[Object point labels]
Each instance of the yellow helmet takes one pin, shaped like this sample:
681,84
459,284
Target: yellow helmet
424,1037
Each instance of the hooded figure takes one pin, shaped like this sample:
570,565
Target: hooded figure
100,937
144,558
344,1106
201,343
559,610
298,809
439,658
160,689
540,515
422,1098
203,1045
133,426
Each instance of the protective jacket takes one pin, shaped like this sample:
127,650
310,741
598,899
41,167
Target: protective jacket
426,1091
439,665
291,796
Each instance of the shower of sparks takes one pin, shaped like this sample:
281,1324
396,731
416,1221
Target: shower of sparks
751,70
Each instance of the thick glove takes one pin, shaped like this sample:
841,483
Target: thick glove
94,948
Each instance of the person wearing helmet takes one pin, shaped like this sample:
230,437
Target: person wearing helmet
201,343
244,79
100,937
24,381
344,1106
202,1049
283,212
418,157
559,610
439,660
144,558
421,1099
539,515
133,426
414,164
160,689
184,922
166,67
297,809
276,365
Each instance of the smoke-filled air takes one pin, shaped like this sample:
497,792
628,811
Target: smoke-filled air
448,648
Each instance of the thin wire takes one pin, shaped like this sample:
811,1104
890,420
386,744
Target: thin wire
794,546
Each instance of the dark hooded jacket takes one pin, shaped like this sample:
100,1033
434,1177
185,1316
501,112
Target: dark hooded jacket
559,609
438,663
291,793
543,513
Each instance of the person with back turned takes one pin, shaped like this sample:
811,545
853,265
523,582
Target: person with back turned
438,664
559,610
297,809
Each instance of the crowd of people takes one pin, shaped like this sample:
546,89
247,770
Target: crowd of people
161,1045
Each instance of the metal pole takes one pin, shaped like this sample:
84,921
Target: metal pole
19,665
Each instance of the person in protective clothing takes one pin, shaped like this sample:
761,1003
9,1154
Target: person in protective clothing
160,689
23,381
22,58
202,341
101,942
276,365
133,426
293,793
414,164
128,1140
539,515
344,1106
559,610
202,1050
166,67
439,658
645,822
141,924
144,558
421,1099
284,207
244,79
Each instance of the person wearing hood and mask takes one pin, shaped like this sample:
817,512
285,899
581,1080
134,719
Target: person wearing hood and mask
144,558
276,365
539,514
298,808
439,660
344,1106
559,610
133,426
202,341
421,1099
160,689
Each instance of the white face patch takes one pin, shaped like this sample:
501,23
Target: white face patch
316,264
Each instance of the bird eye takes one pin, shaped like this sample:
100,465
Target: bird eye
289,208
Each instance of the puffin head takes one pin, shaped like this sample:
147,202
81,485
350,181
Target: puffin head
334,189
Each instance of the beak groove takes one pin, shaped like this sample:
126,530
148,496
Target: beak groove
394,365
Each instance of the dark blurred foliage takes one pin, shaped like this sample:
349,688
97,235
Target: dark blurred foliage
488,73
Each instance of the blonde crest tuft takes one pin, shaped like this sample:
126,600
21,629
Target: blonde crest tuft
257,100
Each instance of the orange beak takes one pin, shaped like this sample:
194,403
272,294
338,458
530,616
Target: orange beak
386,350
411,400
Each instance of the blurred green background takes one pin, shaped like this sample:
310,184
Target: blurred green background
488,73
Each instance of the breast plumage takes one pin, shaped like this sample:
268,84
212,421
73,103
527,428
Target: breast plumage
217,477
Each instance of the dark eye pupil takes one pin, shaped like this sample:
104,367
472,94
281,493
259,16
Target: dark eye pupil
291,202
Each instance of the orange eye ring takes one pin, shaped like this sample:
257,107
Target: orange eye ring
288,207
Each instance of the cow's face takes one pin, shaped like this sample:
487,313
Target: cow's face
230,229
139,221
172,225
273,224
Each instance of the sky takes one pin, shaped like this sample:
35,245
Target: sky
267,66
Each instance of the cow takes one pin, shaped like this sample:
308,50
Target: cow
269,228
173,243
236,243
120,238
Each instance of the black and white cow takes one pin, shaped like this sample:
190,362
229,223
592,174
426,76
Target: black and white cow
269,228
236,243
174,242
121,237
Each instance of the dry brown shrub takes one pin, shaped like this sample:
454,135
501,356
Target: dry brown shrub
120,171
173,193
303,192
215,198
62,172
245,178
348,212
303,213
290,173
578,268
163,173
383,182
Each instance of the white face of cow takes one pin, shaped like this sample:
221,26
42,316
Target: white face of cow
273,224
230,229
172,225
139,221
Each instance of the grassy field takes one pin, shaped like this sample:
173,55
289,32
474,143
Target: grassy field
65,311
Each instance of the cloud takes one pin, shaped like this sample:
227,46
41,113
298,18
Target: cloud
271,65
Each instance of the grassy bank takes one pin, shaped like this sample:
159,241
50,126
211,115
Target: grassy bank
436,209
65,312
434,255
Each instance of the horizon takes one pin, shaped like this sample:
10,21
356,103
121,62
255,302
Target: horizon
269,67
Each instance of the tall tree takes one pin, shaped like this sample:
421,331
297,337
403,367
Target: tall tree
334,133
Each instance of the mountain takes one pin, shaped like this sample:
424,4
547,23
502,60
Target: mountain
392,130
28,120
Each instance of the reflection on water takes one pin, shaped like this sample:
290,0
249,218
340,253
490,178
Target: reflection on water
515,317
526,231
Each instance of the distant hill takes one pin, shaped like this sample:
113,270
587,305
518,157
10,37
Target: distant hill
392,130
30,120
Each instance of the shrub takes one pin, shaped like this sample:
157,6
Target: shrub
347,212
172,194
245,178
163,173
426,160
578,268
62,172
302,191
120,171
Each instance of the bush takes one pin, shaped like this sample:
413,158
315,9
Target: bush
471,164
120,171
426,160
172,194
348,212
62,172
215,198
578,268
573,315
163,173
--
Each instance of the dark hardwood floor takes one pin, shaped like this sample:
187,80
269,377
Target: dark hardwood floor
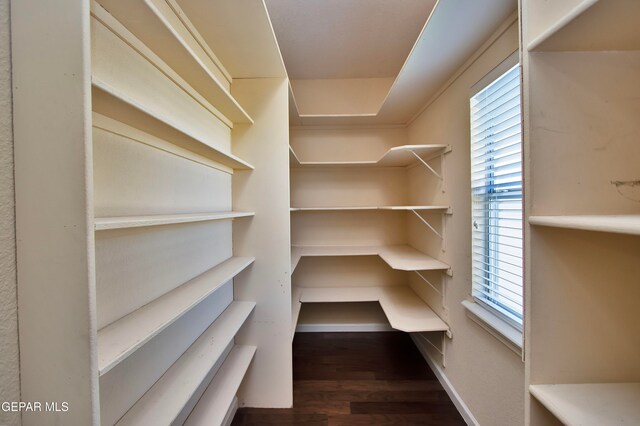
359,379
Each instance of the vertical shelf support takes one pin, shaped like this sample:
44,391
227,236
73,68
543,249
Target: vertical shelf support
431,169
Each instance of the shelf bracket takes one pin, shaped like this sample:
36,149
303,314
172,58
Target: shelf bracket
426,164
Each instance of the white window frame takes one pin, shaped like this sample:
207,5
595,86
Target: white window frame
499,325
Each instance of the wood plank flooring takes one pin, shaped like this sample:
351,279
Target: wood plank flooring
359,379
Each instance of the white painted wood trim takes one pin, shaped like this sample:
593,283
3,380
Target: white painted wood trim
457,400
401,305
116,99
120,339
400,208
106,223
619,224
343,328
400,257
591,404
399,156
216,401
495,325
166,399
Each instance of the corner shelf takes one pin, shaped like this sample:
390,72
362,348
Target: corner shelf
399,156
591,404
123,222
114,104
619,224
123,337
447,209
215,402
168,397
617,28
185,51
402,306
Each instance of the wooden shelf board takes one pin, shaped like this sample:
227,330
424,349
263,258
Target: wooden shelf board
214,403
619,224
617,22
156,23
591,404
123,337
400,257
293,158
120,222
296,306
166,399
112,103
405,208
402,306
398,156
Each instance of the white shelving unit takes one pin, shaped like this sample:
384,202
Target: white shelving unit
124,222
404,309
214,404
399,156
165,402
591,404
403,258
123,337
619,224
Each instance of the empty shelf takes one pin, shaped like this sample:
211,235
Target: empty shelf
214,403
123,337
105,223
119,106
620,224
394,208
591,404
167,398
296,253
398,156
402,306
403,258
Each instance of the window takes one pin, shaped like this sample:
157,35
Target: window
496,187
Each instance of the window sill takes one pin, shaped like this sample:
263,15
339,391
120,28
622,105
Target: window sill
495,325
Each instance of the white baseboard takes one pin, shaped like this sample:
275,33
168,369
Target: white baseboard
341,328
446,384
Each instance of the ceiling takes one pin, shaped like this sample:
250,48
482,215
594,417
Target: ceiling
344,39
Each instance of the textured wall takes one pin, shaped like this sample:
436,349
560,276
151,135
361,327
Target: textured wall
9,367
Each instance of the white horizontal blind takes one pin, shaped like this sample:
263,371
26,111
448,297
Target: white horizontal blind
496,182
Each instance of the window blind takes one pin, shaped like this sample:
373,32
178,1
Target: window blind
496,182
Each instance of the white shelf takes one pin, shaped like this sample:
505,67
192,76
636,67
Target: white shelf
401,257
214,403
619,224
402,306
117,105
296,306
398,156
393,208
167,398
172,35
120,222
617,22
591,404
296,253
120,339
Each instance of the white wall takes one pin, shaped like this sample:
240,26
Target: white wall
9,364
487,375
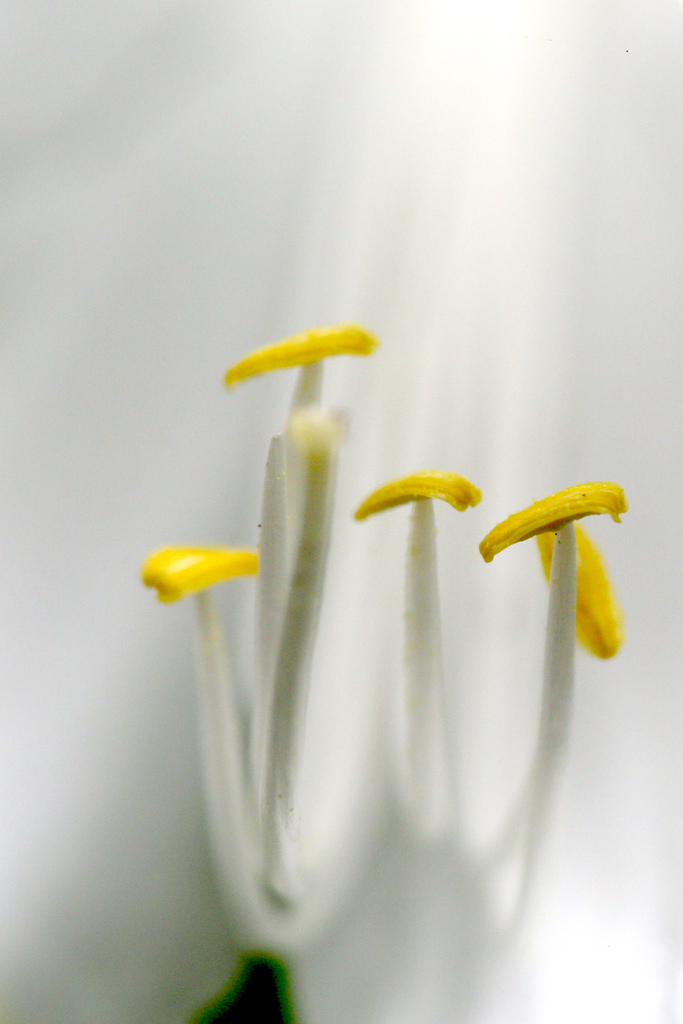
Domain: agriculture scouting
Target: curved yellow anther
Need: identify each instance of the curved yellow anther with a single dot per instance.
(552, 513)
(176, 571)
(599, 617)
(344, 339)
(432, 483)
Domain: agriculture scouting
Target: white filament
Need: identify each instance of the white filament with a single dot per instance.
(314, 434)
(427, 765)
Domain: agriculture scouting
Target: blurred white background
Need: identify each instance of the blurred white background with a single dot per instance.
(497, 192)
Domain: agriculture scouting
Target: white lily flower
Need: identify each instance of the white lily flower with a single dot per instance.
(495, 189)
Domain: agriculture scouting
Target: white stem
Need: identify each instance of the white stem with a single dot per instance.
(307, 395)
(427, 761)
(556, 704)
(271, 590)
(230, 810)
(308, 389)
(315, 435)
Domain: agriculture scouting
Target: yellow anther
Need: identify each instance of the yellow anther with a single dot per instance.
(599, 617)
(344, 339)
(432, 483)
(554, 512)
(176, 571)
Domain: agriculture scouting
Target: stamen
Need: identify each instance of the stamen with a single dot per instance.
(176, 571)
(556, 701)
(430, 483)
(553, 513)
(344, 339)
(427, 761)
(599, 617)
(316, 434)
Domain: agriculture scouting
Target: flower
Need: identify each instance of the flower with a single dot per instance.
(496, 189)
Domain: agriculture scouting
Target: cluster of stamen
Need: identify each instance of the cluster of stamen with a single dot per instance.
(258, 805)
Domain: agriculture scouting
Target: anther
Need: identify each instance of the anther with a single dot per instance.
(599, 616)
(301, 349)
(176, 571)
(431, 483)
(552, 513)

= REQUIRED TASK =
List every line of the items that contains the string "blind". Case counts.

= WRITTEN REPLY =
Each instance of the white horizontal blind takes one pin, shaped like this sample:
Target: white horizontal blind
Each instance of the window blind takes one pin, shaped like this sample:
Target: window blind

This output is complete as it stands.